■ **Task statement**
All entries below are to be copied precisely as they appear.

START Provided information

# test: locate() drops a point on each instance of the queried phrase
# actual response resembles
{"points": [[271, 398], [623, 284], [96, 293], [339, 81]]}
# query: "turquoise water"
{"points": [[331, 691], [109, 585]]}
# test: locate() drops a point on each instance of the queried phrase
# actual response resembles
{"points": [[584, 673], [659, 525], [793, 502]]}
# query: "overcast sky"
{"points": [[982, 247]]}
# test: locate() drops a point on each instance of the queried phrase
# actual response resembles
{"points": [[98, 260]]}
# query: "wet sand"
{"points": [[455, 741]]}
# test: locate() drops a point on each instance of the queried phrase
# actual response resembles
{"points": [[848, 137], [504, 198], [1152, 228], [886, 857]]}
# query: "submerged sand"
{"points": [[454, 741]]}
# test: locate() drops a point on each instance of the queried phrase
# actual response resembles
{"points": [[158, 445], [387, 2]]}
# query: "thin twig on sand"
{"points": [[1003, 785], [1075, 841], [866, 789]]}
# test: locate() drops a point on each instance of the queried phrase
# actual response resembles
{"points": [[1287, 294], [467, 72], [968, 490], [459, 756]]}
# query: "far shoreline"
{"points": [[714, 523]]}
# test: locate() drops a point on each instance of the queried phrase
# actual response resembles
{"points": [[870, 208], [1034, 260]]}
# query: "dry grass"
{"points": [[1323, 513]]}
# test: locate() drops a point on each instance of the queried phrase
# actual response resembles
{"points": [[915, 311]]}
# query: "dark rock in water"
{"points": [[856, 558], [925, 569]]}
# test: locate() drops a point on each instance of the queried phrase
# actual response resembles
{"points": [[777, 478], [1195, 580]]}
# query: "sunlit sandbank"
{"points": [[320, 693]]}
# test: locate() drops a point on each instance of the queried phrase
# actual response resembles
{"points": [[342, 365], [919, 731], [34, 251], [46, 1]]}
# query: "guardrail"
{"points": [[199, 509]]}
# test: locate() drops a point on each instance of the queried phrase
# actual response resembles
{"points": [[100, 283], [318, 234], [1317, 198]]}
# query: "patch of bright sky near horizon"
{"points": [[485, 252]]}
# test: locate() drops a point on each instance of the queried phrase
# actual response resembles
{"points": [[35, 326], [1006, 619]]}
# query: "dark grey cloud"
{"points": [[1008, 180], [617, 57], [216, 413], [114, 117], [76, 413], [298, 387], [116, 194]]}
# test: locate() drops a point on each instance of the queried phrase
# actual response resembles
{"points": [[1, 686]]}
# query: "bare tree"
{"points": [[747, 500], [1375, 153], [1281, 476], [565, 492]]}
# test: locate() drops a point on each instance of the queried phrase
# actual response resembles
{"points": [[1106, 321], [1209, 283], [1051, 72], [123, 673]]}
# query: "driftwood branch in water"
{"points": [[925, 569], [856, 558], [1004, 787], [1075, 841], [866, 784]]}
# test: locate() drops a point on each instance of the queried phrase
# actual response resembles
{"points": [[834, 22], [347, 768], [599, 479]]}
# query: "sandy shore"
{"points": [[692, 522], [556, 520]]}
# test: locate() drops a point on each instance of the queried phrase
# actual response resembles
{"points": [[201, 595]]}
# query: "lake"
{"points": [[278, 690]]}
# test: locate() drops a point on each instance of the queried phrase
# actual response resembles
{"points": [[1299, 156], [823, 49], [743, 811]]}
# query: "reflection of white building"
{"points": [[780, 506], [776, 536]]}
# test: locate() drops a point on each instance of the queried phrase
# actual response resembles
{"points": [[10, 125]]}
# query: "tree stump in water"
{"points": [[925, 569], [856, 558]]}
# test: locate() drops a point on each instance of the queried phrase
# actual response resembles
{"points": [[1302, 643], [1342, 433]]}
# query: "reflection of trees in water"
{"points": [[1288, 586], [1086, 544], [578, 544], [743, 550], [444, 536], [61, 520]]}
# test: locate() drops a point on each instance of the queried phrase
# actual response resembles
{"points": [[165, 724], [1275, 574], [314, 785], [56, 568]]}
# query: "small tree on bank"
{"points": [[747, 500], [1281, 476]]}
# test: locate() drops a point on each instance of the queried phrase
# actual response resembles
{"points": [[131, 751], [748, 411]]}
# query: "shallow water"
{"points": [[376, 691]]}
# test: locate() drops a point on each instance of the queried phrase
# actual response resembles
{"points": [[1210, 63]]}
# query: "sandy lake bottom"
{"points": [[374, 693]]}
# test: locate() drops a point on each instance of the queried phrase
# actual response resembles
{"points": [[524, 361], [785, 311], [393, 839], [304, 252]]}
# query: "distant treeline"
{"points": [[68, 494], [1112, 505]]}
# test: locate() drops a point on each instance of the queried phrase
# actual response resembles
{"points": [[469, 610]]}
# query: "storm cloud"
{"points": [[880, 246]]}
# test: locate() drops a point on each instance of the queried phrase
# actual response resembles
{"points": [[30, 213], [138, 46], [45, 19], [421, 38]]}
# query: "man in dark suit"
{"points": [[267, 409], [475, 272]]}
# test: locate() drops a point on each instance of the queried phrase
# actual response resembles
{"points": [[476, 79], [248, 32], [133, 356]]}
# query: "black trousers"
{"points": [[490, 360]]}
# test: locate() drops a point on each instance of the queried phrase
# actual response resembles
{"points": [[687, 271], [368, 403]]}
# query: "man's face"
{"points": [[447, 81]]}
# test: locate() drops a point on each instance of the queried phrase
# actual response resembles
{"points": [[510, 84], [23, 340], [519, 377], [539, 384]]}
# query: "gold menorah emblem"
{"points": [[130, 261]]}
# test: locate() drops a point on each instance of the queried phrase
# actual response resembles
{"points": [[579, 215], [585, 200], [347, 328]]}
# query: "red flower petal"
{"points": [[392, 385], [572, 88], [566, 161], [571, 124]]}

END Provided information

■ **Solution for this problem**
# test: locate() drops a point on each instance of the queried phrase
# actual response resembles
{"points": [[271, 398], [623, 284], [96, 293], [339, 81]]}
# query: "turquoise water"
{"points": [[331, 691], [109, 585]]}
# test: locate() drops a point on each instance of the queried phrase
# actual response resembles
{"points": [[584, 673], [659, 525], [793, 502]]}
# query: "overcast sky"
{"points": [[982, 247]]}
# test: locate() drops a point on each instance of the queried phrase
# actual response resembles
{"points": [[98, 260]]}
# query: "wet sand"
{"points": [[455, 741]]}
# test: locate() drops a point on each instance of the queried phrase
# actual response resembles
{"points": [[848, 137], [504, 198], [1152, 228], [886, 857]]}
# query: "submerged sand"
{"points": [[454, 741]]}
# test: locate() drops a point on each instance of the queried phrase
# actual response resembles
{"points": [[158, 445], [387, 2]]}
# query: "thin twig on sand"
{"points": [[1003, 785], [1075, 841], [866, 789]]}
# test: locate() drops a point on each instance of the queried phrase
# actual response resembles
{"points": [[1287, 294], [467, 72], [968, 490], [459, 756]]}
# query: "far shoreline"
{"points": [[714, 523]]}
# test: locate() drops a point on each instance of the queried phrase
# actual response resembles
{"points": [[870, 208], [1034, 260]]}
# query: "dry grass"
{"points": [[1323, 513]]}
# test: locate() drops a point on each instance of the queried phrase
# actual response resembles
{"points": [[915, 311]]}
# query: "dark rock in water"
{"points": [[856, 558], [925, 569]]}
# test: locate() drops a point on each instance of the queried phrase
# actual response resembles
{"points": [[777, 478], [1195, 580]]}
# query: "sunlit sandbank"
{"points": [[320, 693]]}
# test: locate() drops a point on each instance of the queried phrase
# actual response resembles
{"points": [[342, 365], [919, 731], [34, 251], [46, 1]]}
# query: "guardrail"
{"points": [[199, 509]]}
# test: locate() drops a point on each instance of the queried phrase
# actual response resembles
{"points": [[100, 283], [318, 234], [1317, 198]]}
# query: "patch of bright sky near horizon"
{"points": [[485, 252]]}
# test: locate() drops a point on each instance of the queried phrase
# actual response resembles
{"points": [[35, 326], [1006, 619]]}
# query: "dark grey cloud"
{"points": [[1008, 180], [617, 57], [216, 413], [114, 117], [76, 413], [298, 387], [116, 194]]}
# test: locate() drops a point on each instance of the queried phrase
# actual response resembles
{"points": [[1, 686]]}
# query: "bare tree"
{"points": [[747, 500], [1375, 153], [1281, 476], [565, 492]]}
# test: locate() drops a point on each instance of the queried phrase
# actual response resembles
{"points": [[1106, 321], [1209, 283], [1051, 72], [123, 673]]}
# query: "driftwood branch in water"
{"points": [[925, 569], [856, 558], [1004, 787], [1075, 841], [866, 784]]}
# test: locate() drops a point on each instance of the queried phrase
# actual response resembles
{"points": [[834, 22], [347, 768], [599, 479]]}
# query: "sandy shore"
{"points": [[692, 522], [556, 520]]}
# test: locate() drops a point on each instance of the queried phrase
# actual response resembles
{"points": [[201, 595]]}
# query: "lake"
{"points": [[278, 690]]}
# test: locate() drops a point on each instance of the queried phrase
# actual response resembles
{"points": [[1299, 156], [823, 49], [743, 811]]}
# query: "reflection of white building"
{"points": [[780, 506], [776, 536]]}
# test: locate() drops a point on each instance of the queried phrase
# actual response resembles
{"points": [[10, 125]]}
# query: "tree stump in water"
{"points": [[925, 569], [856, 558]]}
# test: locate() drops a point on each instance of the queried phrase
# actual response resembles
{"points": [[1302, 643], [1342, 433]]}
# query: "reflection of trees in water"
{"points": [[1288, 586], [1086, 544], [578, 544], [743, 550], [444, 536], [61, 520]]}
# test: locate() drops a point on each instance of the queried phrase
# actual response resembles
{"points": [[165, 724], [1275, 574], [314, 785], [56, 568]]}
# query: "small tree on bank"
{"points": [[747, 500], [1281, 476]]}
# test: locate() drops a point on each instance of the queried phrase
# actual response resembles
{"points": [[131, 751], [748, 411]]}
# query: "shallow water"
{"points": [[376, 691]]}
# test: locate() drops a point on each instance of the queried phrase
# actual response resembles
{"points": [[1210, 63]]}
# query: "sandy lake bottom"
{"points": [[374, 693]]}
# test: locate() drops a point on each instance of the queried phrase
# actual response resembles
{"points": [[524, 361], [785, 311], [393, 839], [304, 252]]}
# query: "distant treeline"
{"points": [[68, 494], [1112, 505]]}
# test: locate() drops a point on each instance of the queried phrase
# actual response resembles
{"points": [[469, 610]]}
# query: "storm cloud"
{"points": [[880, 246]]}
# test: locate() drops a point on each instance of the queried phrase
# actual response resembles
{"points": [[30, 213], [138, 46], [45, 19], [421, 38]]}
# query: "man in dark suit"
{"points": [[267, 409], [475, 272]]}
# test: locate() drops a point on each instance of the queried phrase
# actual response resembles
{"points": [[476, 79], [248, 32], [133, 356]]}
# query: "black trousers"
{"points": [[490, 360]]}
# test: locate() drops a point on each instance of the queried phrase
# actual response resembles
{"points": [[687, 271], [368, 403]]}
# query: "man's face"
{"points": [[447, 81]]}
# test: locate() drops a point on each instance of the queried phrase
# actual response resembles
{"points": [[510, 84], [23, 340], [519, 377], [539, 384]]}
# query: "gold menorah emblem"
{"points": [[130, 261]]}
# test: locate() drops a point on each instance of the queried phrase
# actual response resembles
{"points": [[579, 215], [585, 200], [347, 328]]}
# query: "red flower petal"
{"points": [[392, 385], [572, 88], [566, 161], [571, 124]]}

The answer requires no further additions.